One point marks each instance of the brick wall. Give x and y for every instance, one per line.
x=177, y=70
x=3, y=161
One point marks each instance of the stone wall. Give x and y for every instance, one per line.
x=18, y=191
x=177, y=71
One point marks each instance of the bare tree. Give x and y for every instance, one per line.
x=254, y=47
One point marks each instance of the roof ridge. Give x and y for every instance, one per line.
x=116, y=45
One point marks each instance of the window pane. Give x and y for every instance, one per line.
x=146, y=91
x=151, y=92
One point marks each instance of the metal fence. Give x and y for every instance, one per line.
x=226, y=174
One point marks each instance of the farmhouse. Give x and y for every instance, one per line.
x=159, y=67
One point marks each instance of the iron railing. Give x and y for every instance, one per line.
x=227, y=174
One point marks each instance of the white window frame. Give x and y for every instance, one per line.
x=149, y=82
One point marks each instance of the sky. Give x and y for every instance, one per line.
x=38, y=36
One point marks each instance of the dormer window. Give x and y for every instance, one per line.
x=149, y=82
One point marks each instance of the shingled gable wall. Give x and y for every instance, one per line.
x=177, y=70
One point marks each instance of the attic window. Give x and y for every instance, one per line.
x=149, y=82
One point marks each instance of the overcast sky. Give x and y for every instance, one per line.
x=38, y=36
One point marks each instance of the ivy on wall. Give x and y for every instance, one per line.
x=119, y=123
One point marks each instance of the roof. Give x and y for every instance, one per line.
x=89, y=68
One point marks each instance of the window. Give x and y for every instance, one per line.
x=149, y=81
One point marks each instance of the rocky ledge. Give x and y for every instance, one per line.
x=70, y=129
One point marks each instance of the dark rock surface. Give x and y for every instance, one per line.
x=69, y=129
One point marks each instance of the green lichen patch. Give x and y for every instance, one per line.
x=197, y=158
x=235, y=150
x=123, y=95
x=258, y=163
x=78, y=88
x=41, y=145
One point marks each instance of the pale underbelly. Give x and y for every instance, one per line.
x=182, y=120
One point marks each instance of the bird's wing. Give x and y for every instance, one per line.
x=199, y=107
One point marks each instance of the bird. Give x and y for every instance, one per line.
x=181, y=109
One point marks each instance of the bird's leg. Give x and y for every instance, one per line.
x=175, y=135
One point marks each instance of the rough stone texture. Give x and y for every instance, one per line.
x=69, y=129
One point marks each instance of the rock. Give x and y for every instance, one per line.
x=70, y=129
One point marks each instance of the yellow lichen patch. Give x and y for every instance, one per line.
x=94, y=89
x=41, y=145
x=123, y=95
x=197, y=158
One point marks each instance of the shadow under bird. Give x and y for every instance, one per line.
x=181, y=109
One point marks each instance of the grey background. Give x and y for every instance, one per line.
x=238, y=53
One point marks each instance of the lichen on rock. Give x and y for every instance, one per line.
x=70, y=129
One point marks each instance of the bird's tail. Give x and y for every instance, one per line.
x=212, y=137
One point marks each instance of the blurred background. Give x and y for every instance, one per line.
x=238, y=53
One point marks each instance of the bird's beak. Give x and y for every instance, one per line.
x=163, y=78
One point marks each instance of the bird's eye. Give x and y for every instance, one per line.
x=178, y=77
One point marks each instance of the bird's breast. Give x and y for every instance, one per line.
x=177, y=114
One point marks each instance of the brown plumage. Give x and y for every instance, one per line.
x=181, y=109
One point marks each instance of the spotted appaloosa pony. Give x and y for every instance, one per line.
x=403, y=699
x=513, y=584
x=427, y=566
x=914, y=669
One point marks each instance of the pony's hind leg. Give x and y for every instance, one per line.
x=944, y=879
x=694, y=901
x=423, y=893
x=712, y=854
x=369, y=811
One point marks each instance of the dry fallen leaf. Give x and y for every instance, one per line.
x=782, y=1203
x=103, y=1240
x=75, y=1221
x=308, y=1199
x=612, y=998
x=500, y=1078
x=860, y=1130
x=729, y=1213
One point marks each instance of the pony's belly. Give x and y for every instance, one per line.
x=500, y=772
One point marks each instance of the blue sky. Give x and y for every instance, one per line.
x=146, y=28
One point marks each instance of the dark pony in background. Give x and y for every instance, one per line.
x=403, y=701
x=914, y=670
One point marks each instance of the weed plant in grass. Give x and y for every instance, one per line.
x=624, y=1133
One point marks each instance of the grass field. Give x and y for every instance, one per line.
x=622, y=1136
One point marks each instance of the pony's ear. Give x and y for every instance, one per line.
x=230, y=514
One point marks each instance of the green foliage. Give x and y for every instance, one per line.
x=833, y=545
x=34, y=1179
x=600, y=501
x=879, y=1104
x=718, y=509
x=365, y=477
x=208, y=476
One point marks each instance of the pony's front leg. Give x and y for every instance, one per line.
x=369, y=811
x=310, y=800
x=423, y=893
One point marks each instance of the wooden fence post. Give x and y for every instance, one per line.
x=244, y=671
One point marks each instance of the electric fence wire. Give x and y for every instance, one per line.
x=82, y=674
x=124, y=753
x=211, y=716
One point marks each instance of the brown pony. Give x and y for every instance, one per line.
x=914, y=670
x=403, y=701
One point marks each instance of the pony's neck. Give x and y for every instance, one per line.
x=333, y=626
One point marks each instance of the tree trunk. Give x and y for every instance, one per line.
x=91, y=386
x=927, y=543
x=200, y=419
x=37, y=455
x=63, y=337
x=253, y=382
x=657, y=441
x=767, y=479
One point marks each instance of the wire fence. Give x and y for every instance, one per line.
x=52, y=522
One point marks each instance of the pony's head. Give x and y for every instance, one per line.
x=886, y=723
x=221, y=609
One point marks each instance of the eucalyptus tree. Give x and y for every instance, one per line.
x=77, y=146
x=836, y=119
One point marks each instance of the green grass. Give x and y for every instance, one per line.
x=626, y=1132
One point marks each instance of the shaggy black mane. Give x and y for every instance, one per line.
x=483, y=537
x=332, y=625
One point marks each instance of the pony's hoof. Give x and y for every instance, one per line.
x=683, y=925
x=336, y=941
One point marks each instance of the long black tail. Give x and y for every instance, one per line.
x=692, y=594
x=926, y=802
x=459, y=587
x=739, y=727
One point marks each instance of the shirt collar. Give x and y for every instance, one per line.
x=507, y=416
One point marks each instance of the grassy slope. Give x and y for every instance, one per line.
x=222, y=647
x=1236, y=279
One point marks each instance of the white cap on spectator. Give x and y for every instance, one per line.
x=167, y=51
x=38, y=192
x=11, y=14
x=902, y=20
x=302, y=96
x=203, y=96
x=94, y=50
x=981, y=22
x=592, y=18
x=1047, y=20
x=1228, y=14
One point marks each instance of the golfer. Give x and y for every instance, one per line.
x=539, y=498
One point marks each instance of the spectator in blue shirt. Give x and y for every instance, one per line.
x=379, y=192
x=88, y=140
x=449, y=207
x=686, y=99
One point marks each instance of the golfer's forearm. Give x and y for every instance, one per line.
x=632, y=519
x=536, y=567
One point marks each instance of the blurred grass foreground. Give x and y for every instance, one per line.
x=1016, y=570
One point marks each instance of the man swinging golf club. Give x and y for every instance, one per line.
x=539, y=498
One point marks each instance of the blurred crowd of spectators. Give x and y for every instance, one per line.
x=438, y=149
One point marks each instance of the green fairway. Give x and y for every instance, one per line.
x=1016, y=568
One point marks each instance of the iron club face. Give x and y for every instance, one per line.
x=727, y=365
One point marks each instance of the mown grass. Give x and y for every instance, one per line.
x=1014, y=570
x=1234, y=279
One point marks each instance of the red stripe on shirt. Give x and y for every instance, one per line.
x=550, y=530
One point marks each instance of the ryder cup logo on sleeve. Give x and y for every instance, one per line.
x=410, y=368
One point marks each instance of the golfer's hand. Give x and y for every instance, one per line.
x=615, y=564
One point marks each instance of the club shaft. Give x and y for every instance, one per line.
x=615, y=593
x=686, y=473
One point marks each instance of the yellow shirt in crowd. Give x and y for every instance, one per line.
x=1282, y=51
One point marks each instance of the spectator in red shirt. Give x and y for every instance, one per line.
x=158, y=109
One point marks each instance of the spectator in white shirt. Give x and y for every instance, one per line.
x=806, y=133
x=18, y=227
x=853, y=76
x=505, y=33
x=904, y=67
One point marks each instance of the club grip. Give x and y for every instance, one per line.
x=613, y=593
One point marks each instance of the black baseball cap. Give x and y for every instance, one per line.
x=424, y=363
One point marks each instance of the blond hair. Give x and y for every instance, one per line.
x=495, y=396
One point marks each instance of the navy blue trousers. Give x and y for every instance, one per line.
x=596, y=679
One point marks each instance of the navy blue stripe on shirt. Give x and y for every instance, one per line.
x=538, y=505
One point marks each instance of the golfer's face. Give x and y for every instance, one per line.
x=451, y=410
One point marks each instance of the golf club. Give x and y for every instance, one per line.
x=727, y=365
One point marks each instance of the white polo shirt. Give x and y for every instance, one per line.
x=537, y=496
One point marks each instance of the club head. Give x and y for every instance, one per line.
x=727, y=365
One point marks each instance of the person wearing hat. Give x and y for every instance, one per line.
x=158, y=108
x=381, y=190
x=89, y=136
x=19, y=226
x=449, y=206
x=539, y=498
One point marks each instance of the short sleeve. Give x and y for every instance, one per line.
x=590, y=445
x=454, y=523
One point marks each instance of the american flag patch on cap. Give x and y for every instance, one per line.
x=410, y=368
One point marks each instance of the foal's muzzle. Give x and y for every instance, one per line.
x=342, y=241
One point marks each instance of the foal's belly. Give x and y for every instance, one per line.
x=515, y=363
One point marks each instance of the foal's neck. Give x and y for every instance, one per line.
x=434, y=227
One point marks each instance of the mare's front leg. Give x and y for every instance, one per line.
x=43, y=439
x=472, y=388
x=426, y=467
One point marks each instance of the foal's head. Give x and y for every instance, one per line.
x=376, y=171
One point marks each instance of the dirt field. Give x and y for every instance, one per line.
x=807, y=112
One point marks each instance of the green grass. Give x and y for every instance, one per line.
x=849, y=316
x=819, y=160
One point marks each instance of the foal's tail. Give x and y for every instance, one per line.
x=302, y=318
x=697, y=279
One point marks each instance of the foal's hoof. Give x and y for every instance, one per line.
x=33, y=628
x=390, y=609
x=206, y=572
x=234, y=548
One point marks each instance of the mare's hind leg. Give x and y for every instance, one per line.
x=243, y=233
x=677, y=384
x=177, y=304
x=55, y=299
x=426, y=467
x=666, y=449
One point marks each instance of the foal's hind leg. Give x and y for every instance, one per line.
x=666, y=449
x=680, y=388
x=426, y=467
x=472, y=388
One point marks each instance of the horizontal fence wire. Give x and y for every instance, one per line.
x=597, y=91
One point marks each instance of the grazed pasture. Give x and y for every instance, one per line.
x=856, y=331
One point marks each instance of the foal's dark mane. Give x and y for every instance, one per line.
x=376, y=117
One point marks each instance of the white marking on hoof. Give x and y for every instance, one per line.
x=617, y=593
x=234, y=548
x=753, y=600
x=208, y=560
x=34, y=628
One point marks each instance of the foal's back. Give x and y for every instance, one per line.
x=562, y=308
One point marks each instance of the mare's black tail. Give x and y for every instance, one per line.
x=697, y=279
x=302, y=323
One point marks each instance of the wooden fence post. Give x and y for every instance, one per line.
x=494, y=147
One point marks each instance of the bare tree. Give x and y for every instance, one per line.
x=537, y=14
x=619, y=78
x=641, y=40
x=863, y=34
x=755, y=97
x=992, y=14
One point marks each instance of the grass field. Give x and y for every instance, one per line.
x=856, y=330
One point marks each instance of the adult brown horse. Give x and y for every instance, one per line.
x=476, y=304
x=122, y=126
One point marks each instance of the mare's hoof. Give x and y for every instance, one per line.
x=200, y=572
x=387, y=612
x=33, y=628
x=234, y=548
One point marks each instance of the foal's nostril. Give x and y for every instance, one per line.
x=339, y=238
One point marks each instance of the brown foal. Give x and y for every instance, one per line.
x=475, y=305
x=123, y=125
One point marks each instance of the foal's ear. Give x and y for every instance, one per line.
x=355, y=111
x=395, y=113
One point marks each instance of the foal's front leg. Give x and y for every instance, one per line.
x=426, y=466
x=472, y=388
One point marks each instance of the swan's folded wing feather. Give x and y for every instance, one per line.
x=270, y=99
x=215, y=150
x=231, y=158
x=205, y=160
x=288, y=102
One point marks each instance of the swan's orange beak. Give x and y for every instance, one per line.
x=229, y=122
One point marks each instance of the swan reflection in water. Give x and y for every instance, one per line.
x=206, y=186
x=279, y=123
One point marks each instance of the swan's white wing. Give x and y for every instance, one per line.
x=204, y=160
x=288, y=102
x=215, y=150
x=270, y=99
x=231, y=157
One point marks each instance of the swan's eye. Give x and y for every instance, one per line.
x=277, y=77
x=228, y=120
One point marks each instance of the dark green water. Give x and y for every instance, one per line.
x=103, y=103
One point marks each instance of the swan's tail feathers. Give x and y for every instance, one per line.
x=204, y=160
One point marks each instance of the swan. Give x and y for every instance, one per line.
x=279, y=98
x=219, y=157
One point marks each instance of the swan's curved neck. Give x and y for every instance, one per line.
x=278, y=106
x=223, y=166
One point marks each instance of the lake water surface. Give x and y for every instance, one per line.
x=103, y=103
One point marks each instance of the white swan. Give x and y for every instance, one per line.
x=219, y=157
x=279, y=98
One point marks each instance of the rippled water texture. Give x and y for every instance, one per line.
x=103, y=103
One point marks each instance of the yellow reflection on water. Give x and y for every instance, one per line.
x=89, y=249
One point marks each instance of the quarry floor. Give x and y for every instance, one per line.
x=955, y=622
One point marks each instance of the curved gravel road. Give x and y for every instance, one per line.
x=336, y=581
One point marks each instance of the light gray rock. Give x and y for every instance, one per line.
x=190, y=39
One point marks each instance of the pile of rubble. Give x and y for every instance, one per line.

################

Set exercise:
Convert the data from its first line through the line containing "x=116, y=45" into a JSON list of strings, with one string per line and blank lines omitted.

Full solution:
[
  "One point marks each instance of the brick wall. Give x and y for every instance, one per line.",
  "x=177, y=70",
  "x=3, y=161",
  "One point marks each instance of the stone wall. Give x and y for every instance, one per line.",
  "x=18, y=191",
  "x=177, y=71",
  "One point marks each instance of the bare tree. Give x and y for every instance, one per line.",
  "x=254, y=47",
  "One point marks each instance of the roof ridge. Give x and y for every instance, one per line.",
  "x=116, y=45"
]